■ **Task**:
Using the entries that follow, collect the lines where the word "gold" appears.

Records from a data collection
----------

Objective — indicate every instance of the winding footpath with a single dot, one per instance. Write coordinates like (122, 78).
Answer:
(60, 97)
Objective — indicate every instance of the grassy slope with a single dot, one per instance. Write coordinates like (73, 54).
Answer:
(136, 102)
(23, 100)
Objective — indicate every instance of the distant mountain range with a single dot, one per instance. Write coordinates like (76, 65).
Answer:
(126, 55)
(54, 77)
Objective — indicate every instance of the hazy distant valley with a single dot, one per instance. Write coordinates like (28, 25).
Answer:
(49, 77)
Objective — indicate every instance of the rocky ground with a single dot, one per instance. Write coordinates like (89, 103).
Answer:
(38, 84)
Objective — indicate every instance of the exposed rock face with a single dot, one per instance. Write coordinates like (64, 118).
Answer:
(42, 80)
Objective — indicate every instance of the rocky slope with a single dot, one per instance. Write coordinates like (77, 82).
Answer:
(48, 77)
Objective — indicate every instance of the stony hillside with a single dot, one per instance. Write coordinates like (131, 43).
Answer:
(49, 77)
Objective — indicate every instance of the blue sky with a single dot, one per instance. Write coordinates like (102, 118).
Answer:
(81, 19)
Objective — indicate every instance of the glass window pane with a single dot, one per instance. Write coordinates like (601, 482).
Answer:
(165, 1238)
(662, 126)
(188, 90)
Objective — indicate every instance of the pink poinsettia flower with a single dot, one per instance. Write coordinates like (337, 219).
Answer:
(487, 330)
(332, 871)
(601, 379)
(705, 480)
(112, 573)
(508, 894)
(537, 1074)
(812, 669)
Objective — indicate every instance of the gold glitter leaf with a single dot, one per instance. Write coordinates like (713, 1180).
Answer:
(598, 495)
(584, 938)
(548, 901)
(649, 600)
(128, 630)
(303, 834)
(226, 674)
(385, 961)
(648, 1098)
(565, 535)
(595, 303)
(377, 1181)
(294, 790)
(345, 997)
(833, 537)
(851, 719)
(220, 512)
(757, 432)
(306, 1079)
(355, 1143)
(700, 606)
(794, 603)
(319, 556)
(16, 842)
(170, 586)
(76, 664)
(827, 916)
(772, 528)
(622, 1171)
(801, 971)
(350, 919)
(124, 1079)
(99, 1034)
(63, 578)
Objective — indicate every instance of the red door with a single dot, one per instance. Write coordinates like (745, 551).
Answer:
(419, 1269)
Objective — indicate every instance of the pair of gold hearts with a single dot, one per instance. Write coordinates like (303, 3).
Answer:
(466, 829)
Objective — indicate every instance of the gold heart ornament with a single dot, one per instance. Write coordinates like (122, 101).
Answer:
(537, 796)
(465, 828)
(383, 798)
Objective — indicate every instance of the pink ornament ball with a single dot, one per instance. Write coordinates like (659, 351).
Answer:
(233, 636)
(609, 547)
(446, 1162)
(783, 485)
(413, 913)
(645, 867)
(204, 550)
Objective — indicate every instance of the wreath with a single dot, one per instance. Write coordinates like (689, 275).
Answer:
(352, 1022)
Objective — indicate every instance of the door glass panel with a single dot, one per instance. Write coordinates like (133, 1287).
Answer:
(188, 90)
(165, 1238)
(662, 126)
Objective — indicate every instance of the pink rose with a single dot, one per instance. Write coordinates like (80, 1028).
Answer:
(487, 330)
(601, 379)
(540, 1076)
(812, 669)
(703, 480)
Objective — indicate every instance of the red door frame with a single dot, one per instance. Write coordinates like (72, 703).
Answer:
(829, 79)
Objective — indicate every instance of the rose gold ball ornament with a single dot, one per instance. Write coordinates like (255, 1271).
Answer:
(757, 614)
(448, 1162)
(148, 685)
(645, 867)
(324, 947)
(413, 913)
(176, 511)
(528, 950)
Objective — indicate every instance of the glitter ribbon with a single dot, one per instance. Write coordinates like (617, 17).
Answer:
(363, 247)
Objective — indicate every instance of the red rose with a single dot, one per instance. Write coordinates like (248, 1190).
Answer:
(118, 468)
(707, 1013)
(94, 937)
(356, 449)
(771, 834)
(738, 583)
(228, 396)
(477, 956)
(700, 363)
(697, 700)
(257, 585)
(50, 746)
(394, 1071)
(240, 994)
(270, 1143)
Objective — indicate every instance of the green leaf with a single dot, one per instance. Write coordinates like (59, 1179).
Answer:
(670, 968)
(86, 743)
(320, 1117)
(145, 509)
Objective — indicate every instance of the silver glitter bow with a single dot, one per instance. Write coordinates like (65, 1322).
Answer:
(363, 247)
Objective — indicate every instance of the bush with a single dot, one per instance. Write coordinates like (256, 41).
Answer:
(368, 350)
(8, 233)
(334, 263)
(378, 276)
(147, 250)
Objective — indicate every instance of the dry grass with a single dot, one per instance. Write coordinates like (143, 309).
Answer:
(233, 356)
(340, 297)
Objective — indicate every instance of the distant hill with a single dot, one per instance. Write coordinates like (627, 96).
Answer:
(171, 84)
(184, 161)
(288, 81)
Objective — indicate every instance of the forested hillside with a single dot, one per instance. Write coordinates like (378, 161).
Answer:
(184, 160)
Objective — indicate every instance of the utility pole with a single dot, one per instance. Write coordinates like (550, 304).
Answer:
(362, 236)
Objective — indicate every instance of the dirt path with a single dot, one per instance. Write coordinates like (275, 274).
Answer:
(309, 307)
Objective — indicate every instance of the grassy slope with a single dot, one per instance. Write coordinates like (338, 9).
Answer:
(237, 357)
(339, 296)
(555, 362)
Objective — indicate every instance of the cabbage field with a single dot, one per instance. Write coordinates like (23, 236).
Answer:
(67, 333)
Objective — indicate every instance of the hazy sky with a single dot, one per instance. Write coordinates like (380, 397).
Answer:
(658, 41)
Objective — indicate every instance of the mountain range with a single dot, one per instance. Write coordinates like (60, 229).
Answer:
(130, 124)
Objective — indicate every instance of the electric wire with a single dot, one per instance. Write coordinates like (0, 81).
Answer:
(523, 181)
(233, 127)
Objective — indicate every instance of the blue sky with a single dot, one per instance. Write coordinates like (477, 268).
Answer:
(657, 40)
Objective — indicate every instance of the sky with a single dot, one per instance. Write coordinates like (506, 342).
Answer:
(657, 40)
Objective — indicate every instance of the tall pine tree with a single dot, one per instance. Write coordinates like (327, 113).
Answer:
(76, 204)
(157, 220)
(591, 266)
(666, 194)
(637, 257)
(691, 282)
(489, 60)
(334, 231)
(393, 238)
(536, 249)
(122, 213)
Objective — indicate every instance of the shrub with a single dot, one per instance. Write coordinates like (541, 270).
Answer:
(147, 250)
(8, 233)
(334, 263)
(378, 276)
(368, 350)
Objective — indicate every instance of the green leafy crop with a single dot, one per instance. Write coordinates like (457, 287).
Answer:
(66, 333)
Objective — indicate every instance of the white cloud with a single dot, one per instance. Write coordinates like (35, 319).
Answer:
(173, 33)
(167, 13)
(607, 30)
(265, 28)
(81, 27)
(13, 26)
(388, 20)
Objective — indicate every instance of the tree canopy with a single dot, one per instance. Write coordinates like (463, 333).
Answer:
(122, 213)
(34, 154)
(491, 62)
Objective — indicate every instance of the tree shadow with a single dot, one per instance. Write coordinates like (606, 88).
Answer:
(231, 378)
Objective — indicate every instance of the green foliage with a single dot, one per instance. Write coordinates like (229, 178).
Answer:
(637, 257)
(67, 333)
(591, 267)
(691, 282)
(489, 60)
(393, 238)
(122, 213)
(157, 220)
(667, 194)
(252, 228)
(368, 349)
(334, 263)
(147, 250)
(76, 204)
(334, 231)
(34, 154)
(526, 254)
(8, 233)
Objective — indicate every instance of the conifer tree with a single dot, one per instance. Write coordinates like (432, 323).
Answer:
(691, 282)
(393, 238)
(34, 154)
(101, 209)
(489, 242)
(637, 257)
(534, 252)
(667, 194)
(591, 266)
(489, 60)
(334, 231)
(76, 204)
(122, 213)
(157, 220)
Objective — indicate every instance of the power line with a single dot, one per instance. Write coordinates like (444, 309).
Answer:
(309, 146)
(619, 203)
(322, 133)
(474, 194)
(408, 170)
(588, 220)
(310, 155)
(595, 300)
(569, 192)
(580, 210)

----------

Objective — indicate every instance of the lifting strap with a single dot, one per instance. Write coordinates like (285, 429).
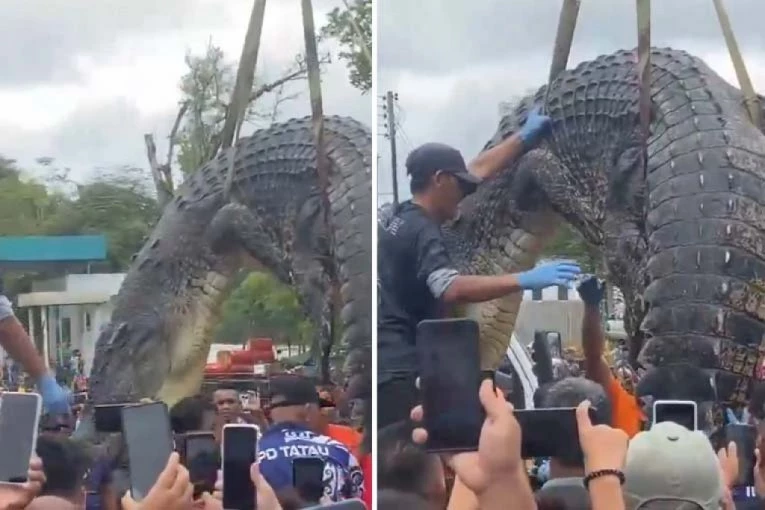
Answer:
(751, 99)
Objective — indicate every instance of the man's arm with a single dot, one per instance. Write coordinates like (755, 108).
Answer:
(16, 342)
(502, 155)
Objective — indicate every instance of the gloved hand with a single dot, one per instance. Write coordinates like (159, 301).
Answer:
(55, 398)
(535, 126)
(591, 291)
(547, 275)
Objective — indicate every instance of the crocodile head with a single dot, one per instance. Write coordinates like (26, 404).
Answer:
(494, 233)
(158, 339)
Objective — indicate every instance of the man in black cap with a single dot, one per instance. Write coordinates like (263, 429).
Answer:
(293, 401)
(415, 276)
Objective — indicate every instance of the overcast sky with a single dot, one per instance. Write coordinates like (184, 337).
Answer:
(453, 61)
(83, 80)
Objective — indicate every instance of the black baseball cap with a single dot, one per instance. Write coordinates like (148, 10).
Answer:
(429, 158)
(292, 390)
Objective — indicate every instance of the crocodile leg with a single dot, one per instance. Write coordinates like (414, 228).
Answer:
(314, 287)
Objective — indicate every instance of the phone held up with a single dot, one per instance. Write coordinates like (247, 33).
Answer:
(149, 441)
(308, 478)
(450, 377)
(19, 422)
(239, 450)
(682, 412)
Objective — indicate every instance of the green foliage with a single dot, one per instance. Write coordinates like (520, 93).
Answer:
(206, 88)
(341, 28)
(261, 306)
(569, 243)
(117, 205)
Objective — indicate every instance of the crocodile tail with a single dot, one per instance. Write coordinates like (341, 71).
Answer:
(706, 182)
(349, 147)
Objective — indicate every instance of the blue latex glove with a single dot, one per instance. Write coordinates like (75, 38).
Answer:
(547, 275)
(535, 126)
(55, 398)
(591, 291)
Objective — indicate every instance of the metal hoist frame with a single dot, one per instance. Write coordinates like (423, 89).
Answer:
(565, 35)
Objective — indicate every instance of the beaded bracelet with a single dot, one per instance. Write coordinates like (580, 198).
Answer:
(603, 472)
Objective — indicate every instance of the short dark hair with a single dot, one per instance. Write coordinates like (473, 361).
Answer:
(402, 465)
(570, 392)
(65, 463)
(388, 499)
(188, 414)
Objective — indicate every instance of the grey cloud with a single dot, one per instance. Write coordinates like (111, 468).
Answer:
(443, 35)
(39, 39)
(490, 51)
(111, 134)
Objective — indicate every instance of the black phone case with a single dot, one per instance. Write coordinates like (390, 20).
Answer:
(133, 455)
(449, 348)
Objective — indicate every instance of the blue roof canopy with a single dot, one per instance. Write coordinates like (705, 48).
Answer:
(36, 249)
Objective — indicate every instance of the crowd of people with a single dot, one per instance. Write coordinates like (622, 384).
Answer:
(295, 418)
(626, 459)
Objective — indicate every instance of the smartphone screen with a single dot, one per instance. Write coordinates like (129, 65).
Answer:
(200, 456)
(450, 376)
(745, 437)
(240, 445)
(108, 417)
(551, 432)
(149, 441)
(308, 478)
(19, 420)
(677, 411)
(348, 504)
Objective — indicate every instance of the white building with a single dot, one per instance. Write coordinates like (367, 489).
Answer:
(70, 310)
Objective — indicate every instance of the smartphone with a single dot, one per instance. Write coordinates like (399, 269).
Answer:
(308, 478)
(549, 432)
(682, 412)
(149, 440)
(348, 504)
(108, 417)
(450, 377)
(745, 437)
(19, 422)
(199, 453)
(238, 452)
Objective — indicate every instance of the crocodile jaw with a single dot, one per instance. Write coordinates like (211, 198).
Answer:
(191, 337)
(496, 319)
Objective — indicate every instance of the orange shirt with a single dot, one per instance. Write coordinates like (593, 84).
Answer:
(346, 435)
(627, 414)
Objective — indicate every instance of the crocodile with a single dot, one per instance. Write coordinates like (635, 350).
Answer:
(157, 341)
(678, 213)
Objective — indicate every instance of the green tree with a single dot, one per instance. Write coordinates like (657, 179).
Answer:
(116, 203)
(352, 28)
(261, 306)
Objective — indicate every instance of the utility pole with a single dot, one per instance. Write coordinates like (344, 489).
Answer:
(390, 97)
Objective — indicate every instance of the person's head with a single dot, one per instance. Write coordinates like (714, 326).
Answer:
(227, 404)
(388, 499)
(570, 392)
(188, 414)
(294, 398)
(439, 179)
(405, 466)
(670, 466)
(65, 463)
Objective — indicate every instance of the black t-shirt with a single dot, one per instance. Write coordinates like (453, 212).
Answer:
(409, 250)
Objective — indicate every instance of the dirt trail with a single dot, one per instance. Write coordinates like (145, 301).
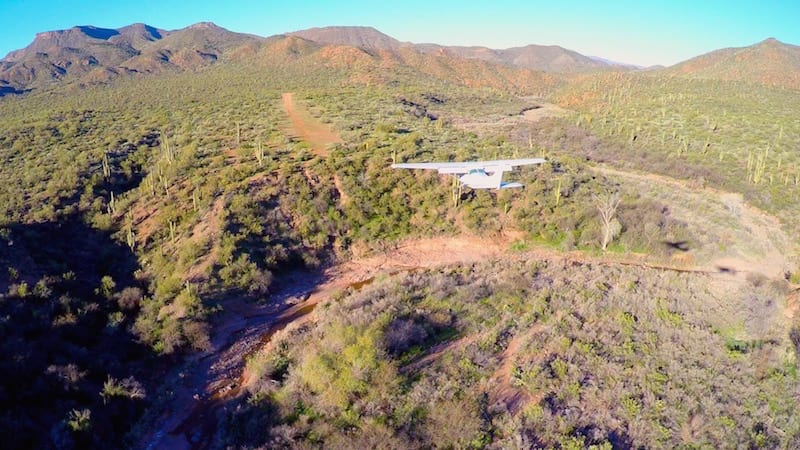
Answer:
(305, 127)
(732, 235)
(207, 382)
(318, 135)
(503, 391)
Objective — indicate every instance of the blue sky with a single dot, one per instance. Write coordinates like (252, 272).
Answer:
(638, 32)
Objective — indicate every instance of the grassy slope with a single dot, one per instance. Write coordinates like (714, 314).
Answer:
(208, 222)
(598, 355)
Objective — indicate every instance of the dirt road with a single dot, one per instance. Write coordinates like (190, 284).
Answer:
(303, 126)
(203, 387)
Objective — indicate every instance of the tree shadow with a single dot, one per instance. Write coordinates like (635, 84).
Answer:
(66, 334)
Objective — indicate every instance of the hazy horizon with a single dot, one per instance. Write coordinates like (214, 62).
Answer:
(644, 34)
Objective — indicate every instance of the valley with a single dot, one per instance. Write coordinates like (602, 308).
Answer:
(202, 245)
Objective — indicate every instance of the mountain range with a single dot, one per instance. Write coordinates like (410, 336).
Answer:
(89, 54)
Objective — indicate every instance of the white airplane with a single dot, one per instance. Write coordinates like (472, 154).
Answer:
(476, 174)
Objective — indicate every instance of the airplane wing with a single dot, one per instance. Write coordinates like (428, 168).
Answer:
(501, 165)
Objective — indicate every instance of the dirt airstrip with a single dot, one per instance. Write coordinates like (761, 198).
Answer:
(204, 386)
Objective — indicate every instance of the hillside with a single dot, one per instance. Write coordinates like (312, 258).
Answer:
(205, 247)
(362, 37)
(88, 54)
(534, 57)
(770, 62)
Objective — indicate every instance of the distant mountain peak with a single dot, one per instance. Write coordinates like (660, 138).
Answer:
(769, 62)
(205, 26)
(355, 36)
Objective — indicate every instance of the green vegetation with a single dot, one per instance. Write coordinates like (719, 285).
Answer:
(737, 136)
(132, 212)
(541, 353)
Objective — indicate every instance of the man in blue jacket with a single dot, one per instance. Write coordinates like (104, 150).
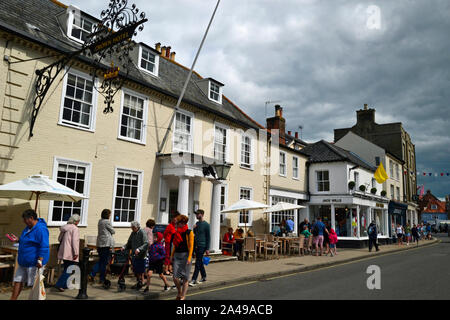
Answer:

----------

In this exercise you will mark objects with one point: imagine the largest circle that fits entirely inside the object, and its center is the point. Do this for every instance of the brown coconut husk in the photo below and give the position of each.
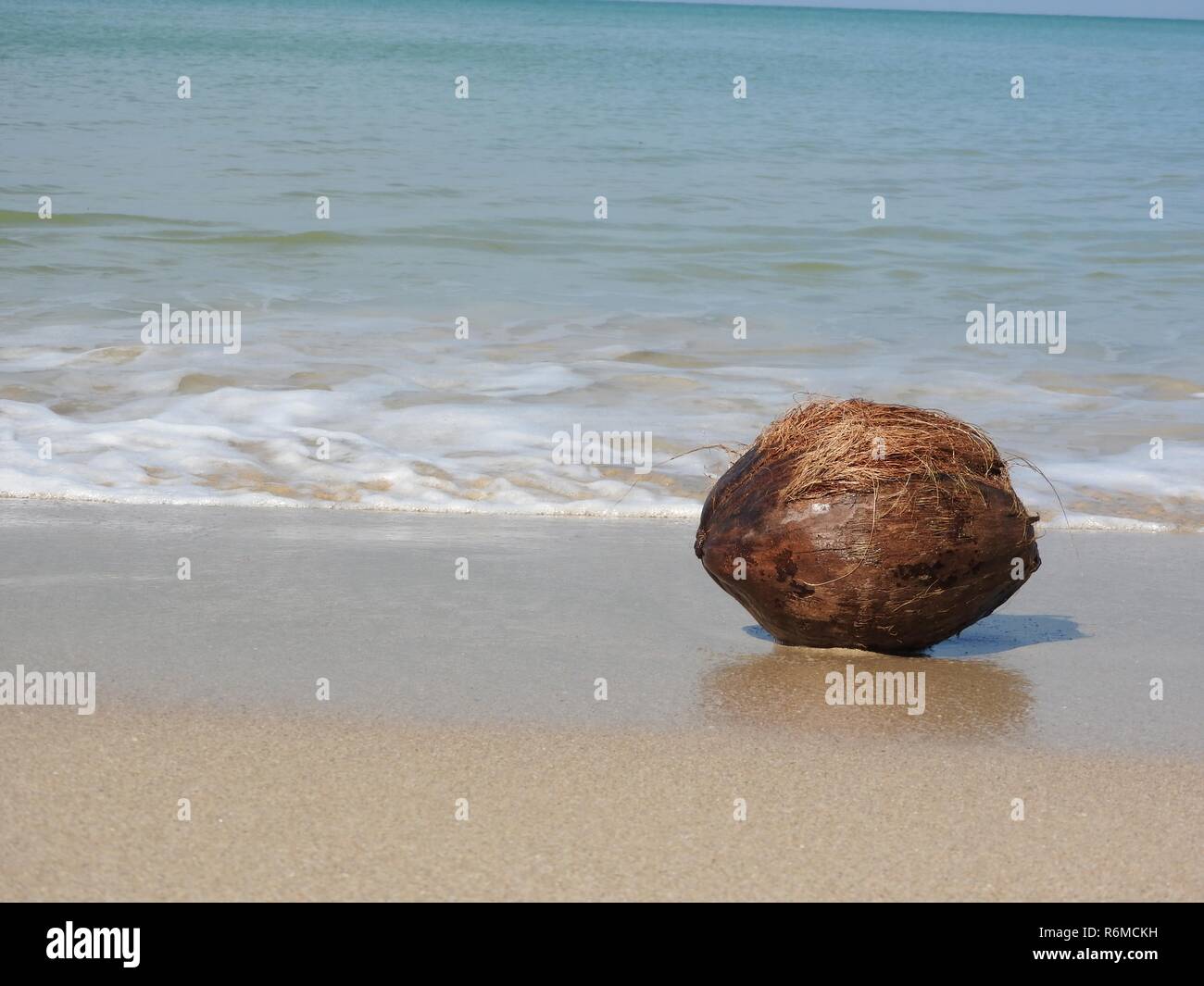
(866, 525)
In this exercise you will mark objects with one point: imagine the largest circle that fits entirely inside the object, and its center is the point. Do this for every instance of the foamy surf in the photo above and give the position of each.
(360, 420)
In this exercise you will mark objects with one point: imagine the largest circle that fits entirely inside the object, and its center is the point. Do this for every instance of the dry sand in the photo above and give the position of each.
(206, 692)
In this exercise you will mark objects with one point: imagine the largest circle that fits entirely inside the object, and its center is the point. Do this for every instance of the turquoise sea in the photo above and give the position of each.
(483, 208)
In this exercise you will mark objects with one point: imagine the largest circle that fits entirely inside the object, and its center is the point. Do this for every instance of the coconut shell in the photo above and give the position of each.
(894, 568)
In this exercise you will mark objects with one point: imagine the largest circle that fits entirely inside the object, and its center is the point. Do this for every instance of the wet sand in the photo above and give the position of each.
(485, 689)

----------

■ **Exercise output**:
Objective — indicate every instance of the gold glitter leaf with a single dot, one per instance. Write coordinates like (713, 1180).
Objective — indicate every instance of the pair of gold hearts with a single dot, one per instance. Write coordinates like (303, 3).
Objective — indicate every instance of the gold heart ornament with a single dot, one per instance. Write coordinates like (122, 101).
Objective — indicate every instance of the rose gold ball ornament with a single dot, one per instance. Write coordinates like (255, 1271).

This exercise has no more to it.